Copy out every row below with its requests, multiplying each x and y point coordinate in the answers by 0.75 and rounding to whole numbers (halves round up). Omit the pictures.

== Provided entries

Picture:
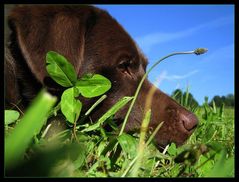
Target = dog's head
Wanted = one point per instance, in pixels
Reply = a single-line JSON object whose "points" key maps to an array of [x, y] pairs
{"points": [[94, 43]]}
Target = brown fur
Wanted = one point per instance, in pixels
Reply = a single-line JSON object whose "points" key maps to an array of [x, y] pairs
{"points": [[94, 43]]}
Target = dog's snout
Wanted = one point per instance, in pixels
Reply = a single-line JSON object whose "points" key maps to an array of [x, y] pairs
{"points": [[189, 121]]}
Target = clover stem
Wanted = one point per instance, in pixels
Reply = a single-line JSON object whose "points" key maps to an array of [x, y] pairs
{"points": [[196, 51]]}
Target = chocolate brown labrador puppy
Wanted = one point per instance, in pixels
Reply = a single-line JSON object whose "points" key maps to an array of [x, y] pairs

====

• Solution to the problem
Picture:
Target = dog's head
Wanted = one point per instance, in pixels
Reply = a single-line JSON object whose "points" key maps to an array of [x, y] pairs
{"points": [[71, 32]]}
Target = brown fur
Wanted = one point per instance, in pixels
Reply = a single-line JSON object whose "points" key maps to an array of [x, y] pairs
{"points": [[71, 32]]}
Target = dog's snout
Wanted = one point per instance, in pixels
Reply = a single-line JSON object whose "points" key maps to an array of [x, y] pairs
{"points": [[142, 91]]}
Target = clover stem
Wanted = one point per instance, in pixels
Reply = a single-line JSON object whose "points" key maps to an array of [x, y] pairs
{"points": [[147, 38]]}
Target = chocolate brown labrador puppy
Wanted = one point per instance, in pixels
Reply = a single-line JSON object whose "points" key maps to an array of [x, y] pairs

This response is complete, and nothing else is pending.